### Énoncé 1
Recopiez sans aucune modification le passage de l'extrait sur le français au travail qui débute aux mots « Au moins deux » et s'arrête après les mots « de leur réseau. ».
### Énoncé 2
Résumez en deux phrases l'extrait sur le français au travail.

### Section de texte
----------

Au moins deux gros écueils subsistent à l'aube du trentième anniversaire: la question de la langue de travail et celle de l'immigration. «Il y a vraiment un plafonnement dans certains secteurs, explique Gérald Paquette, et la source du problème n'est pas nécessairement au Québec.»
«Il y a 30 ans, il fallait convaincre les gens du Québec de l'importance de faire du français la langue de travail. Aujourd'hui, ce sont des gens de l'extérieur. Ça change complètement la relation, et ça demande un travail de missionnaire auprès des entreprises situées en dehors du Québec», qui trouveraient plus simple d'utiliser une seule langue dans l'ensemble de leur réseau.
De son côté, Jean-Claude Corbeil note que le milieu du travail a de plus en plus tendance «à demander aux employés la connaissance de l'anglais, peu importe le type de travail qu'ils auront à effectuer. C'est comme si on revenait peu à peu à l'avant-1977. Ça crée notamment des problèmes avec les immigrants qu'on fait venir au Québec pour leur compétence en français, mais à qui la première chose qu'on demande quand ils arrivent, c'est s'ils parlent anglais...»

----------

### Extraits de données
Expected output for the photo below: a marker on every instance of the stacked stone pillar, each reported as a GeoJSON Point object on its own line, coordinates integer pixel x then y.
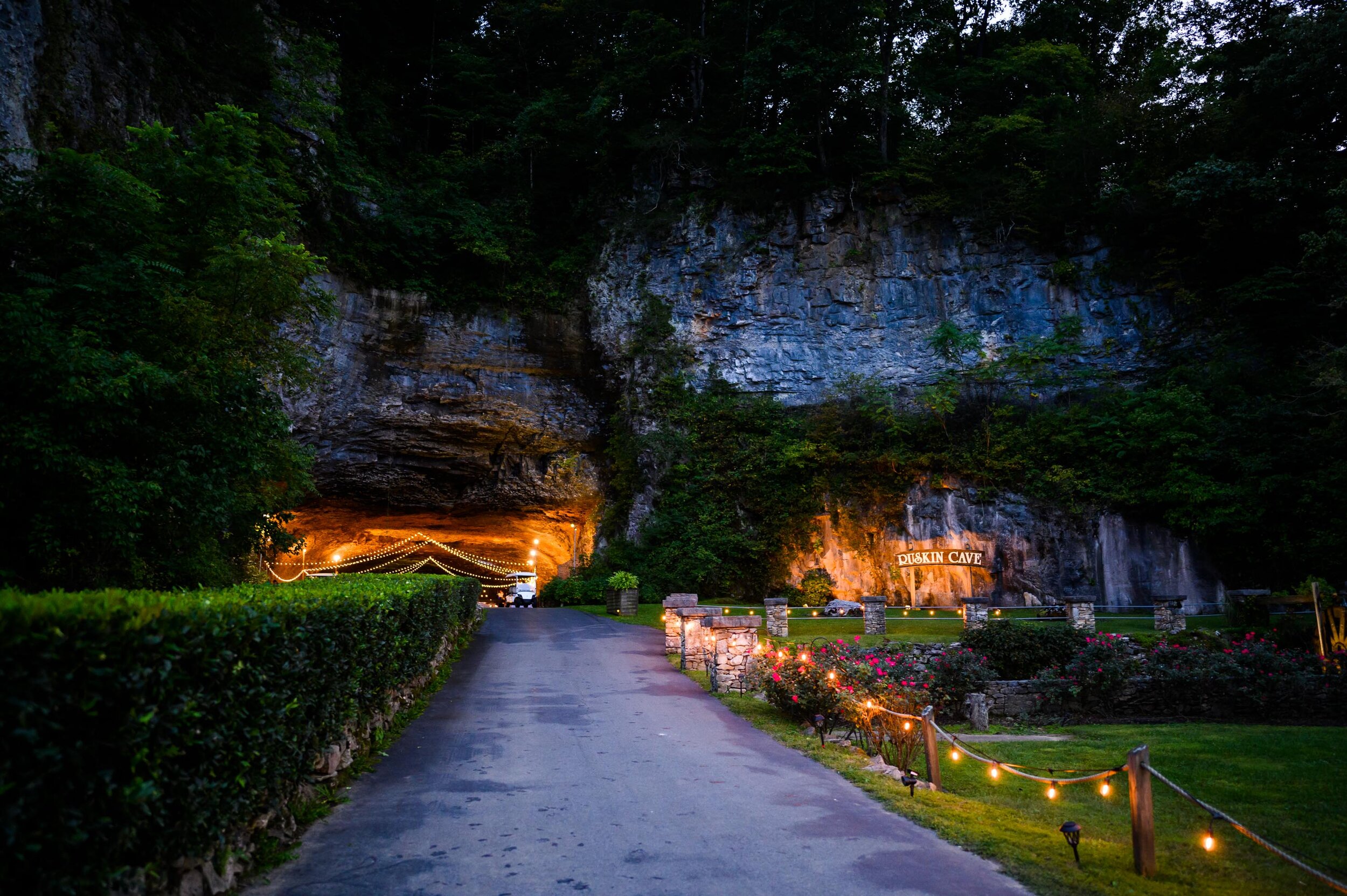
{"type": "Point", "coordinates": [691, 643]}
{"type": "Point", "coordinates": [873, 606]}
{"type": "Point", "coordinates": [732, 650]}
{"type": "Point", "coordinates": [672, 638]}
{"type": "Point", "coordinates": [777, 617]}
{"type": "Point", "coordinates": [976, 612]}
{"type": "Point", "coordinates": [1081, 612]}
{"type": "Point", "coordinates": [1170, 616]}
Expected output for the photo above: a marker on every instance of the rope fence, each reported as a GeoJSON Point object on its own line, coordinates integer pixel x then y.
{"type": "Point", "coordinates": [1217, 816]}
{"type": "Point", "coordinates": [1138, 771]}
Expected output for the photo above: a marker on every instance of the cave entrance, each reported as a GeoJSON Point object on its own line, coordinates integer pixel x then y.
{"type": "Point", "coordinates": [492, 546]}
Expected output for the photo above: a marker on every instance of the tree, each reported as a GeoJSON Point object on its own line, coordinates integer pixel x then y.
{"type": "Point", "coordinates": [142, 295]}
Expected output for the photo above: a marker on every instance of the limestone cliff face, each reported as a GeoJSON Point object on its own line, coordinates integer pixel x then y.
{"type": "Point", "coordinates": [795, 303]}
{"type": "Point", "coordinates": [1027, 547]}
{"type": "Point", "coordinates": [421, 408]}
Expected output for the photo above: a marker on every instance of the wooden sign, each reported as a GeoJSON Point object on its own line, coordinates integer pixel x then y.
{"type": "Point", "coordinates": [939, 558]}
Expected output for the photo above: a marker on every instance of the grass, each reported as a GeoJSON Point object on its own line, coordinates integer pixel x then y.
{"type": "Point", "coordinates": [1277, 781]}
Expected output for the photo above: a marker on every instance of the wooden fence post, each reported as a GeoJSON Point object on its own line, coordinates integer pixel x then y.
{"type": "Point", "coordinates": [933, 748]}
{"type": "Point", "coordinates": [1143, 814]}
{"type": "Point", "coordinates": [1319, 627]}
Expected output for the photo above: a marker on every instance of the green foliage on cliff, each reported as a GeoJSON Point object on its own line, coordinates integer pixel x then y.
{"type": "Point", "coordinates": [480, 151]}
{"type": "Point", "coordinates": [142, 294]}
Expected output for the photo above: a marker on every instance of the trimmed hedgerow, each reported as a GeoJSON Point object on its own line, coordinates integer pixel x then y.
{"type": "Point", "coordinates": [139, 727]}
{"type": "Point", "coordinates": [1023, 650]}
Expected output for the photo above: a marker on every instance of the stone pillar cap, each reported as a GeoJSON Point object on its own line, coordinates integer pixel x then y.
{"type": "Point", "coordinates": [698, 611]}
{"type": "Point", "coordinates": [732, 622]}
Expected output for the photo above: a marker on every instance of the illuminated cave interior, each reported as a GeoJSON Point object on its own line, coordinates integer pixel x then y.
{"type": "Point", "coordinates": [349, 529]}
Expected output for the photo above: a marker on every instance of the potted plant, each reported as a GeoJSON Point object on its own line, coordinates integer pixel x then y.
{"type": "Point", "coordinates": [623, 593]}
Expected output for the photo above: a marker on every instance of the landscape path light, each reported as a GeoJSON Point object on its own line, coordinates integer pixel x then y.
{"type": "Point", "coordinates": [1071, 832]}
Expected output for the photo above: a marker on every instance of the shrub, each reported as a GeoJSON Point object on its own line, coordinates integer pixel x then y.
{"type": "Point", "coordinates": [566, 592]}
{"type": "Point", "coordinates": [815, 588]}
{"type": "Point", "coordinates": [1246, 611]}
{"type": "Point", "coordinates": [139, 727]}
{"type": "Point", "coordinates": [1095, 674]}
{"type": "Point", "coordinates": [1249, 677]}
{"type": "Point", "coordinates": [623, 581]}
{"type": "Point", "coordinates": [958, 674]}
{"type": "Point", "coordinates": [1023, 650]}
{"type": "Point", "coordinates": [801, 687]}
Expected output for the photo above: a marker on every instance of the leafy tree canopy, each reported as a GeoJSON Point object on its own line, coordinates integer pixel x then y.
{"type": "Point", "coordinates": [142, 294]}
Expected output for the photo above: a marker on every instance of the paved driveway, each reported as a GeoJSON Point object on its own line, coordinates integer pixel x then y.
{"type": "Point", "coordinates": [565, 755]}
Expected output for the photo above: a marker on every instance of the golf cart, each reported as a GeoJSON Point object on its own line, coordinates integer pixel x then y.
{"type": "Point", "coordinates": [523, 592]}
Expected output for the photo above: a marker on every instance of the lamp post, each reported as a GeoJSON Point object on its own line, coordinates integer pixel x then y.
{"type": "Point", "coordinates": [1071, 832]}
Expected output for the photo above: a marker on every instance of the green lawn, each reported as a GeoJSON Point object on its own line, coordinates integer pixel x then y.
{"type": "Point", "coordinates": [1279, 781]}
{"type": "Point", "coordinates": [914, 626]}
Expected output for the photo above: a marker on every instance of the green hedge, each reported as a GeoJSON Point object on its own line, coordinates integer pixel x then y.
{"type": "Point", "coordinates": [1023, 650]}
{"type": "Point", "coordinates": [139, 727]}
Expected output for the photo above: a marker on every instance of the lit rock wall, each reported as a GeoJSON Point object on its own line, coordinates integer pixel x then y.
{"type": "Point", "coordinates": [1028, 547]}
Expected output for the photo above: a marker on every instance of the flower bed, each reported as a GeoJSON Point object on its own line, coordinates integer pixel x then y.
{"type": "Point", "coordinates": [1248, 677]}
{"type": "Point", "coordinates": [837, 678]}
{"type": "Point", "coordinates": [139, 727]}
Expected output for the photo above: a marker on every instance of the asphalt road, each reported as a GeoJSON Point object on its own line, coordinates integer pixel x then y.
{"type": "Point", "coordinates": [566, 755]}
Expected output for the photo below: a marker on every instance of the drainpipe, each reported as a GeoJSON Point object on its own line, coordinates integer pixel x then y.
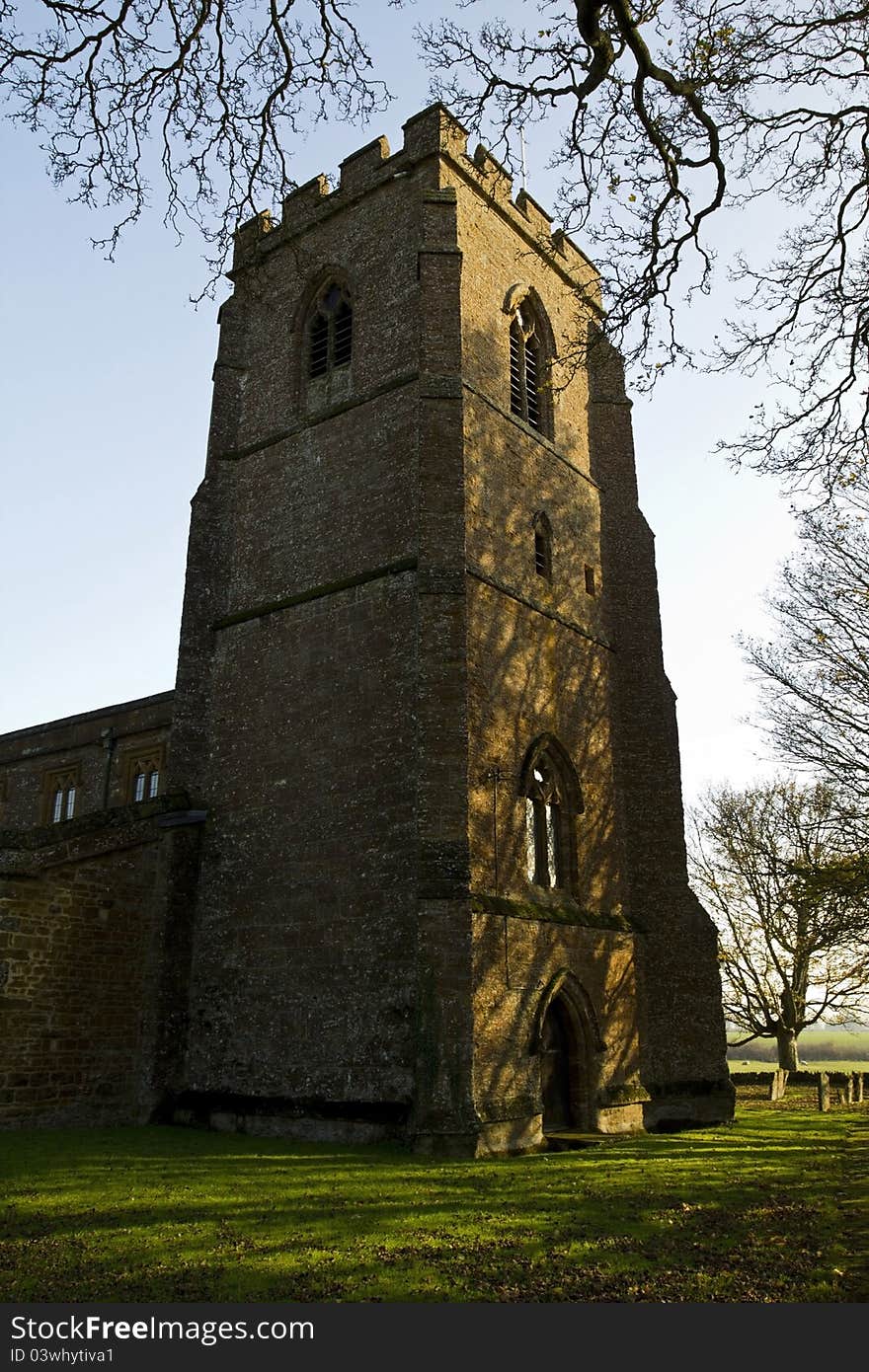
{"type": "Point", "coordinates": [108, 739]}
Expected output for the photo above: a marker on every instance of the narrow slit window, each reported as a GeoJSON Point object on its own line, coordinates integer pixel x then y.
{"type": "Point", "coordinates": [143, 777]}
{"type": "Point", "coordinates": [542, 546]}
{"type": "Point", "coordinates": [526, 365]}
{"type": "Point", "coordinates": [59, 796]}
{"type": "Point", "coordinates": [552, 801]}
{"type": "Point", "coordinates": [330, 334]}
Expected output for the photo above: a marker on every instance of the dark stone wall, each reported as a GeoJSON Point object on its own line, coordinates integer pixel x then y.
{"type": "Point", "coordinates": [316, 938]}
{"type": "Point", "coordinates": [81, 969]}
{"type": "Point", "coordinates": [99, 745]}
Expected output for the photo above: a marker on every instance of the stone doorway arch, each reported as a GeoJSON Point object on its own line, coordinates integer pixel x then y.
{"type": "Point", "coordinates": [567, 1043]}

----------

### Réponse rédigée 1
Au moins deux gros écueils subsistent à l'aube du trentième anniversaire: la question de la langue de travail et celle de l'immigration. «Il y a vraiment un plafonnement dans certains secteurs, explique Gérald Paquette, et la source du problème n'est pas nécessairement au Québec.»
«Il y a 30 ans, il fallait convaincre les gens du Québec de l'importance de faire du français la langue de travail. Aujourd'hui, ce sont des gens de l'extérieur. Ça change complètement la relation, et ça demande un travail de missionnaire auprès des entreprises situées en dehors du Québec», qui trouveraient plus simple d'utiliser une seule langue dans l'ensemble de leur réseau.

### Réponse rédigée 2
À l'aube du trentième anniversaire, deux écueils subsistent, la langue de travail et l'immigration, et Gérald Paquette explique qu'il faut désormais convaincre des entreprises situées hors du Québec de faire du français la langue de travail. Jean-Claude Corbeil constate que le milieu du travail exige de plus en plus la connaissance de l'anglais, ce qui pose notamment problème aux immigrants venus au Québec pour leur compétence en français.